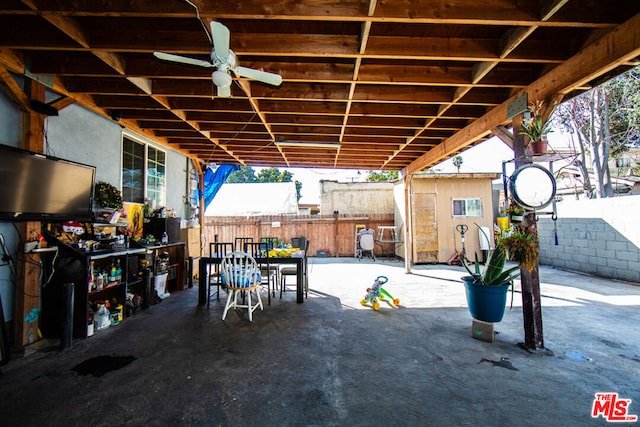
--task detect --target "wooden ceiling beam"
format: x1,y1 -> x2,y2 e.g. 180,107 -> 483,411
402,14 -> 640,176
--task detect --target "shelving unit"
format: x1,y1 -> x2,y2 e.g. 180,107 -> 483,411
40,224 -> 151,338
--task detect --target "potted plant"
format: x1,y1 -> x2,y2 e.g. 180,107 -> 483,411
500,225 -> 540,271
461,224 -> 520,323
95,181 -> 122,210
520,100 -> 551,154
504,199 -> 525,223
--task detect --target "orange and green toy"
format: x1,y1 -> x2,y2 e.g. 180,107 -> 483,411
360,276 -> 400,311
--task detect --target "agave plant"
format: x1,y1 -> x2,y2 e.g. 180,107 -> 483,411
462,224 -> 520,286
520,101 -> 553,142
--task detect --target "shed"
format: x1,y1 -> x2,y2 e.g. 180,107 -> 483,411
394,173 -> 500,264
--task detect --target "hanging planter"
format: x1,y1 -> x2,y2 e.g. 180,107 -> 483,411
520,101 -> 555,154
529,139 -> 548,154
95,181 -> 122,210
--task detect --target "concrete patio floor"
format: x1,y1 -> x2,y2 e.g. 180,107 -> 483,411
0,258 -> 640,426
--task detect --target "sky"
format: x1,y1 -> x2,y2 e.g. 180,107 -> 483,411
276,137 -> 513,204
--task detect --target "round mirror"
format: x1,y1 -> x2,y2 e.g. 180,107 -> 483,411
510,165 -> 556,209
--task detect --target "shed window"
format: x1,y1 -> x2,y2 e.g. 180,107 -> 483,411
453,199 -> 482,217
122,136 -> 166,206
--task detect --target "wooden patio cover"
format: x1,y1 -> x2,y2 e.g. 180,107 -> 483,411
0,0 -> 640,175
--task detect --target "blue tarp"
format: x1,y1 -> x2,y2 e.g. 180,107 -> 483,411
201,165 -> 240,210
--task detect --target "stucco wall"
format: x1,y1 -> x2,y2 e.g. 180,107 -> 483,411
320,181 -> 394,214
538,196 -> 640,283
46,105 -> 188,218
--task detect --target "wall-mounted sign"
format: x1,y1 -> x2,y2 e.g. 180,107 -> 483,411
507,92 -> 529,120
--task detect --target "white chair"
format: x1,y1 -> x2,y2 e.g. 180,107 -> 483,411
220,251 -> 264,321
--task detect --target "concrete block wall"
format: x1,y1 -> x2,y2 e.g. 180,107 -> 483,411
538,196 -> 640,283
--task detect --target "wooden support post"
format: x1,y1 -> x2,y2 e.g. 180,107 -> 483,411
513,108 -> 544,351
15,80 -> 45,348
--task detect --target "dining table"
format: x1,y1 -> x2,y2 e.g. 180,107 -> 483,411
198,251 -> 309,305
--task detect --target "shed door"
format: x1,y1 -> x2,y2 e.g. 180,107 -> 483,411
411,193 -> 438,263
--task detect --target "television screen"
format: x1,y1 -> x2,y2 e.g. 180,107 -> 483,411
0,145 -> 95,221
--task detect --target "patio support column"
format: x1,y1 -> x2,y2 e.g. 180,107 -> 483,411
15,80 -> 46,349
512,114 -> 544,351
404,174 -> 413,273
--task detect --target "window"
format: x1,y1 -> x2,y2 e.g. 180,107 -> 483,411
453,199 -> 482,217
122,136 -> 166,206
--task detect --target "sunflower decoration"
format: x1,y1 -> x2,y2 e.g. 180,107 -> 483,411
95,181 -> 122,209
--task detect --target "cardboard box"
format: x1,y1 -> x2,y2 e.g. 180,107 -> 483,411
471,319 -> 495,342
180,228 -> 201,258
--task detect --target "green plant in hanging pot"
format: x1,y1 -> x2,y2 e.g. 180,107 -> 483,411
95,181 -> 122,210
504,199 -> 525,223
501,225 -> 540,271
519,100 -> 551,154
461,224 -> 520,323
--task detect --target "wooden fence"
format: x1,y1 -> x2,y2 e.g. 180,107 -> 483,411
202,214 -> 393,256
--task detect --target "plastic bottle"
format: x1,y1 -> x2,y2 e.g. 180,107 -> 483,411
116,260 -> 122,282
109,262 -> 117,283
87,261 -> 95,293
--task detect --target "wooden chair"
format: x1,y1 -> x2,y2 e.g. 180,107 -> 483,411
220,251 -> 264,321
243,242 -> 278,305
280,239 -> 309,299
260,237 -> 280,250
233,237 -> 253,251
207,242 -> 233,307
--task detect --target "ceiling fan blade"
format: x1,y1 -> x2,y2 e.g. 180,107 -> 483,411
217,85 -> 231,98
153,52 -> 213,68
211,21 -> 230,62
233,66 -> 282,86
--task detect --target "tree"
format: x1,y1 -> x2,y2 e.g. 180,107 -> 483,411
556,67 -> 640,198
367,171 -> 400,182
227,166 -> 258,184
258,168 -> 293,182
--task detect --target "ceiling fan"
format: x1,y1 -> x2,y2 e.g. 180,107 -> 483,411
...
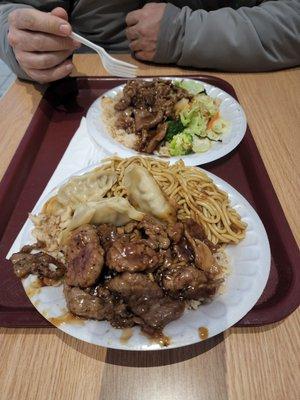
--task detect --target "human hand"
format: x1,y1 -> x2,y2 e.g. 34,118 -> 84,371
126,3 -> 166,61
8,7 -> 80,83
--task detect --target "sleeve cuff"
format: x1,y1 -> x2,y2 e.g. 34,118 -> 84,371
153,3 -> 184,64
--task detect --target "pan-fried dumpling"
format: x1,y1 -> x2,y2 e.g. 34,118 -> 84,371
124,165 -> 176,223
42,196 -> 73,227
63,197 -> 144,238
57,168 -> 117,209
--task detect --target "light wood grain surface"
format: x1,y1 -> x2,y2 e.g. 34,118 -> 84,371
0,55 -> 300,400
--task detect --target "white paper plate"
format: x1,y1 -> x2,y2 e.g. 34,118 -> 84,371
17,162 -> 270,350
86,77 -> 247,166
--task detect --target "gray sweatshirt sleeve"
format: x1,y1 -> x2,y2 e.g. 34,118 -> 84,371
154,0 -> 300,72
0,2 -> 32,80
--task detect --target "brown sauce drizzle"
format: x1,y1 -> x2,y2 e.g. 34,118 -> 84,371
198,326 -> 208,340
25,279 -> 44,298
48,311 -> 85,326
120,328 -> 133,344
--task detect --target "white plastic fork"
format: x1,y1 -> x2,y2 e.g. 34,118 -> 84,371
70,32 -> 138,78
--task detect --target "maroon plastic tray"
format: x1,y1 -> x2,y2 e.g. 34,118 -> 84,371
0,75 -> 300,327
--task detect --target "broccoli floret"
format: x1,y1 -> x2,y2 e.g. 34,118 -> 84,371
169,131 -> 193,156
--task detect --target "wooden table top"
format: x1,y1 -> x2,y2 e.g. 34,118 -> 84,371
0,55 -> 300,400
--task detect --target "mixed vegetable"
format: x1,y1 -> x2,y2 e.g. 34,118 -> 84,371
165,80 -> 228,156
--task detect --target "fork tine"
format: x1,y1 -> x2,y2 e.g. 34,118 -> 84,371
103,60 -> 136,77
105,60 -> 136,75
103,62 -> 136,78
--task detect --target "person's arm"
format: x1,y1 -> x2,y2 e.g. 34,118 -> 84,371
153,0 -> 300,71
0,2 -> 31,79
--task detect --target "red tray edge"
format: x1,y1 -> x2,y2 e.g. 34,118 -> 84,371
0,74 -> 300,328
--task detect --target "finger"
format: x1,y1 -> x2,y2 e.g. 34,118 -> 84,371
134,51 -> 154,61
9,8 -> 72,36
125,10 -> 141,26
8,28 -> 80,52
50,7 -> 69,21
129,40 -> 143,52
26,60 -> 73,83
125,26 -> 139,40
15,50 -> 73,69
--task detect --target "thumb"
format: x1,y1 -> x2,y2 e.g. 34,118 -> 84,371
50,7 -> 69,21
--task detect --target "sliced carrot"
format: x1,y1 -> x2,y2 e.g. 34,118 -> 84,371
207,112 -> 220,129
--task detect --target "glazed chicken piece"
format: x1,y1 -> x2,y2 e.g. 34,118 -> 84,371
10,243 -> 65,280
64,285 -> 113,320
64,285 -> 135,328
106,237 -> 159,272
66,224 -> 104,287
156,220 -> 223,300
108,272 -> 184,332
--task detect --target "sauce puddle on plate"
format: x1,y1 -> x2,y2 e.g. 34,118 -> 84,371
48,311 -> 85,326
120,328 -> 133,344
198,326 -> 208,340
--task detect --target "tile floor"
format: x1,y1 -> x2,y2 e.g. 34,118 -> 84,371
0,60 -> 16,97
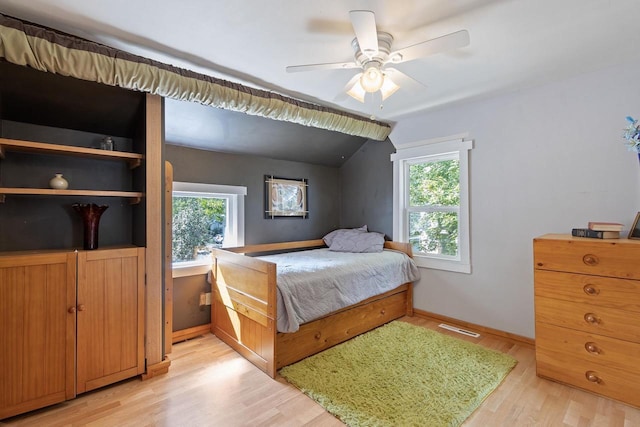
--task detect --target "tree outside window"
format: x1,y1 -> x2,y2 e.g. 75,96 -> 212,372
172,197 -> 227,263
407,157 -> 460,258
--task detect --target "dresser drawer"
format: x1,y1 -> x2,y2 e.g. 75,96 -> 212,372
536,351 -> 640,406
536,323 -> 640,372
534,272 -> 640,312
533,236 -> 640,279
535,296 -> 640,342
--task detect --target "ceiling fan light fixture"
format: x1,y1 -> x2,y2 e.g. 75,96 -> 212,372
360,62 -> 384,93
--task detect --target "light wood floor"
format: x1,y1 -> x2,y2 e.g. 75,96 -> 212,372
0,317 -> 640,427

TASK BRIEF:
Find every line in the items above that contains the string "window", matching case exactly, and copy each of those lines.

CORRECT ANSWER:
--task detect --target "shed window"
--task detect --target "window"
--task detect --target "tree outside window"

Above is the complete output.